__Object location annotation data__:
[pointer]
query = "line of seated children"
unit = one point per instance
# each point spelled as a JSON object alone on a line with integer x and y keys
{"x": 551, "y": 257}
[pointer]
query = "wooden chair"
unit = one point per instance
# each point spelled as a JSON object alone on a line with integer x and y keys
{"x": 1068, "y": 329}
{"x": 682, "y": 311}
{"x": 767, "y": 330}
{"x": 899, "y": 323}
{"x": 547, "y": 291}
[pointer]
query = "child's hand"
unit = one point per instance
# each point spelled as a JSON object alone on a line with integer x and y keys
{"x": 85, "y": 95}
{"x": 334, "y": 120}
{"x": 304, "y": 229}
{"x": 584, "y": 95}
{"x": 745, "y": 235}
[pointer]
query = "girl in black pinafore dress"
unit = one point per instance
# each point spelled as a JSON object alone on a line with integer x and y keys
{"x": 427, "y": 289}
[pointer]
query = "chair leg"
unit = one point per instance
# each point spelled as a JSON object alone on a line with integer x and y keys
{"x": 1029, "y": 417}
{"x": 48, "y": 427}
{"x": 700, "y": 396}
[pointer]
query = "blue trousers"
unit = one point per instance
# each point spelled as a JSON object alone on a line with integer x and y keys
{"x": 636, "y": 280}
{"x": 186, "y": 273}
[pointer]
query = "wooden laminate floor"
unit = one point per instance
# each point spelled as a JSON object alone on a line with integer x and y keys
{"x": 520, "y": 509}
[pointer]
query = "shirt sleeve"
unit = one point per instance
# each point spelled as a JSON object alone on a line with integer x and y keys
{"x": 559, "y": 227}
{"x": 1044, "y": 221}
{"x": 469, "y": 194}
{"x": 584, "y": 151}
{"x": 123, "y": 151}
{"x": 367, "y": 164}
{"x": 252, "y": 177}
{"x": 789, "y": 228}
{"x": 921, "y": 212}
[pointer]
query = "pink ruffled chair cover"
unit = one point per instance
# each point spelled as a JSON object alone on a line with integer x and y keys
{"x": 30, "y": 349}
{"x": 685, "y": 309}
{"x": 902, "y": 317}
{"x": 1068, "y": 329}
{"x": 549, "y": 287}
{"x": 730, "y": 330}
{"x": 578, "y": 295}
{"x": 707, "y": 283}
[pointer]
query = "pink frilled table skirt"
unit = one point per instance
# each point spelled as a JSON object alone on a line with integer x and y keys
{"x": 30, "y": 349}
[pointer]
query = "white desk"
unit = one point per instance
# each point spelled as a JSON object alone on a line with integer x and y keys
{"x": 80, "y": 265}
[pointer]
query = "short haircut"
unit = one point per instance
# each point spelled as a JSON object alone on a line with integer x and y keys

__REQUIRED TASK__:
Extract every line of the items that contains the string "pink". Matching is case-sensitive.

__EXPECTED ANSWER__:
query = "pink ruffled chair cover"
query = "pink frilled table skirt"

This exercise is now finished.